> _Task A_
Transcribe the part of the passage on electricity rates starting at "About 10 years" and ending at "cents or so.".

> _Passage to read_
>> begin
In the SE, the typical electric bill is $100 a month (again 5 years ago). The actual fuel/generation costs were about $50 and the base connection costs were about $50. This is ignoring the regulated approximately 12% profit.
Convert those numbers to CA and a few years later, I suspect you are at $100 base monthly cost per connection. That would be considered quite regressive and certainly not encourage conservation - as the usage costs would decline.
You have a conflict between transparency and conservation. No one seems to think the population can handle the full complex discussion. CA rates are somewhat of a subsidy to the poor. And in some ways not.
About 10 years ago, my solar rate in NC was net metered, between 5 and 6 cents a KWH, with a demand charge based on highest KW over a 15 min period during peak. For much of the time, the demand charge dominated. It was aroun $5 a KW. Interestingly Duke dropped it so when I moved and did solar again, I am now on a typical rate - 11 cents or so.
Demand charges made sense 10 years ago and make more sense today. It is complicated but transparent so the 400A panel person pays more (likely) than the 100A person with solar. I say likely because I had 400A but I could get my demand to 3-5 KW nearly every month. And I was way more electric than the typical CA - dryer, oven, hot water, heat pumps etc. We did have NG backup on the heat which helped minimize peak demand in the winter and I had staged A/C that I could restrict to low stage until off peak.
Demand charges could really hurt renters who don't have much control over things. So again, the regressive nature of proper rate structures is a big barrier.
It really all comes down to income inequality....
It really comes down to policy which mixes welfare in with pricing because it's easier politically than separating them.
>> end
> _Task B_
Restate word for word the lines of the listing starting at its first line and ending with the line that contains "(1055, 554)", both included, and leave the pictures out of your answer.

> _Records supplied_
>> begin
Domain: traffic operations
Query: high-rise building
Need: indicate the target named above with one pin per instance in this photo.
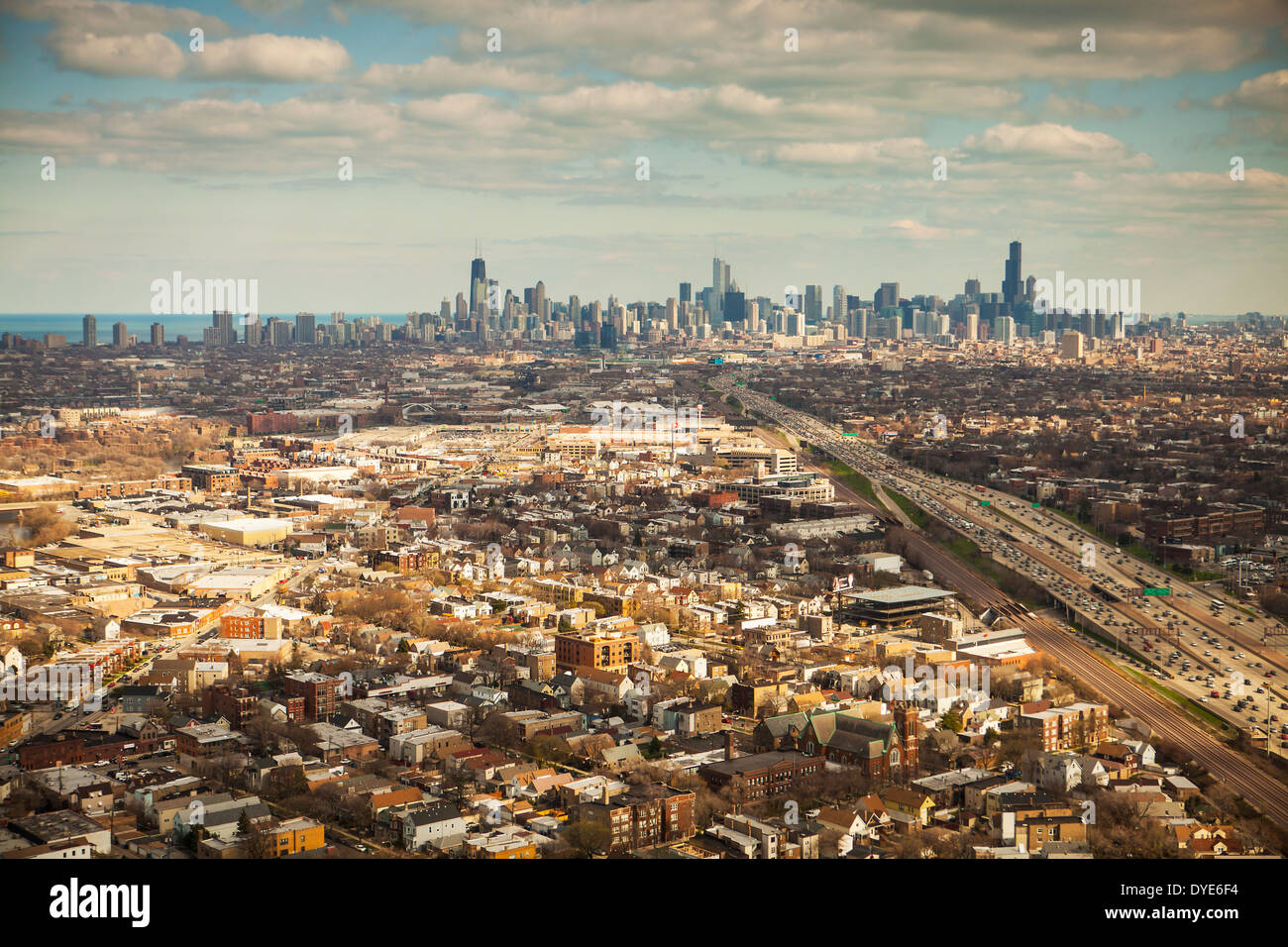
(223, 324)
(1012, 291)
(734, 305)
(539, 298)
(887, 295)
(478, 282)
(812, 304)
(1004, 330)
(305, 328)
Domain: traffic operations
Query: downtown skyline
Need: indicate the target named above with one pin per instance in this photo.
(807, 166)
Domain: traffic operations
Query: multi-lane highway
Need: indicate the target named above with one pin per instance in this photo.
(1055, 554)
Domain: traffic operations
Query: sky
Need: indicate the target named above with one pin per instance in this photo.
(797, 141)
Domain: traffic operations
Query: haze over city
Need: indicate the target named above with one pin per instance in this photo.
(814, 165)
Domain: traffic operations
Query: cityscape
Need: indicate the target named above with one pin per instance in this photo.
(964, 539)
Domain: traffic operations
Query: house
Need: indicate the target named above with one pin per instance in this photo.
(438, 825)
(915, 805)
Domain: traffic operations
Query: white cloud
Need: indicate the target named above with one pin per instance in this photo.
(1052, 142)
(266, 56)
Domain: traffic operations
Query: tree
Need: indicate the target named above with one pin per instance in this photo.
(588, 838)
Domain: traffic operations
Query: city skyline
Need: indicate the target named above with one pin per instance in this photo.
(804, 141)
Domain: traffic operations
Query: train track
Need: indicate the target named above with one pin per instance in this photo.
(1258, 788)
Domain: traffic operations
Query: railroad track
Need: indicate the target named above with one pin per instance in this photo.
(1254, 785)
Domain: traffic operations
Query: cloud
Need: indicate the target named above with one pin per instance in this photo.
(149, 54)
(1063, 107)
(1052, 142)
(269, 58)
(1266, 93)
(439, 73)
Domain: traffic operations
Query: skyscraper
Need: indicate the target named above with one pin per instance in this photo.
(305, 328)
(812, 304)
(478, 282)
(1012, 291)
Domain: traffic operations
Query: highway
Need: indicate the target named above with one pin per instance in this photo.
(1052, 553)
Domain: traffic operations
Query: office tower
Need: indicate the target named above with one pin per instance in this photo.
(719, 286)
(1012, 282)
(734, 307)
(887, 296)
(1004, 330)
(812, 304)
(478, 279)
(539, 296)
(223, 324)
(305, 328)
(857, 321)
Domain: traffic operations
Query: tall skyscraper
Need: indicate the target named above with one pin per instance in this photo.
>> end
> _Task result A_
About 10 years ago, my solar rate in NC was net metered, between 5 and 6 cents a KWH, with a demand charge based on highest KW over a 15 min period during peak. For much of the time, the demand charge dominated. It was aroun $5 a KW. Interestingly Duke dropped it so when I moved and did solar again, I am now on a typical rate - 11 cents or so.

> _Task result B_
Domain: traffic operations
Query: high-rise building
Need: indicate the target named above with one pin per instance in this photo.
(223, 324)
(1012, 291)
(734, 305)
(539, 298)
(887, 295)
(478, 282)
(812, 304)
(1004, 330)
(305, 328)
Domain: traffic operations
Query: downtown skyline
Need: indicate the target named above with one pin per instance in this photo.
(807, 166)
Domain: traffic operations
Query: multi-lane highway
Need: indicate the target named above with one pin per instance in this photo.
(1055, 554)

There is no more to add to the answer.